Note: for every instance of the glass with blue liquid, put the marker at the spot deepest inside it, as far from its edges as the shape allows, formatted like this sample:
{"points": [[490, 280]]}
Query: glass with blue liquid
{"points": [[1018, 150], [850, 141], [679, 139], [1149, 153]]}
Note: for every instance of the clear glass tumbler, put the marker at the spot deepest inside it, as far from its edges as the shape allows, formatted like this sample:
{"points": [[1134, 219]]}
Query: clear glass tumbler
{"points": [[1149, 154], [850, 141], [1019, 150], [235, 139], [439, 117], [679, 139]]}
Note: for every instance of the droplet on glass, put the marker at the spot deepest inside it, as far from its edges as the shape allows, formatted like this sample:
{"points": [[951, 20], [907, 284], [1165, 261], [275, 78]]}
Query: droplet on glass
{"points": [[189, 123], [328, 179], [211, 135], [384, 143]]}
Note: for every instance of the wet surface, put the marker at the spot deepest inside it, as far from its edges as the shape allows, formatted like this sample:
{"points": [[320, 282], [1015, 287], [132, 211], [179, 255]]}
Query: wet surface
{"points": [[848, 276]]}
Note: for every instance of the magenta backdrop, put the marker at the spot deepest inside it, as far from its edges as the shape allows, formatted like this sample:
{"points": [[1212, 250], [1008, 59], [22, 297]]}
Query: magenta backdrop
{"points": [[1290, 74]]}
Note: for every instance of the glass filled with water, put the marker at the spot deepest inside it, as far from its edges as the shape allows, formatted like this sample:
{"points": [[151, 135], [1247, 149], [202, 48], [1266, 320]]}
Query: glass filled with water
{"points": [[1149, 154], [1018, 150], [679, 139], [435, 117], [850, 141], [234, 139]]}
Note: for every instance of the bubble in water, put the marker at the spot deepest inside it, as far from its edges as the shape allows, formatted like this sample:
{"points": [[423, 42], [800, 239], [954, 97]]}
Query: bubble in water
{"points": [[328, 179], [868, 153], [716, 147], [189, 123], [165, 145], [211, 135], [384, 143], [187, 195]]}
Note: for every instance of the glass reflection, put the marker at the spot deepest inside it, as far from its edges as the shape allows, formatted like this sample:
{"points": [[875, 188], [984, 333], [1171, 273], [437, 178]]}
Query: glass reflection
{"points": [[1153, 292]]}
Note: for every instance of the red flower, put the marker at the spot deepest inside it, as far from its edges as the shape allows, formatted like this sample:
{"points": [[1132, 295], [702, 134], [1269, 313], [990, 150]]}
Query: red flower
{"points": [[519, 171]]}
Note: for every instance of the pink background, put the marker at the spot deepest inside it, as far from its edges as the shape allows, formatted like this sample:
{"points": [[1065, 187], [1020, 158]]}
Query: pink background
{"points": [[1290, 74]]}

===============

* _OBJECTIVE_:
Copy out, word for word, the records from their first line up to and including the line with "Query: glass with blue liquid".

* _RESPONSE BELOW_:
Note: for every instance of the glass with blue liquid, put the marker at the spot deepest inside it, as far from its edges as the shape allows, formatted like this sample:
{"points": [[490, 280]]}
Query: glass with blue liquid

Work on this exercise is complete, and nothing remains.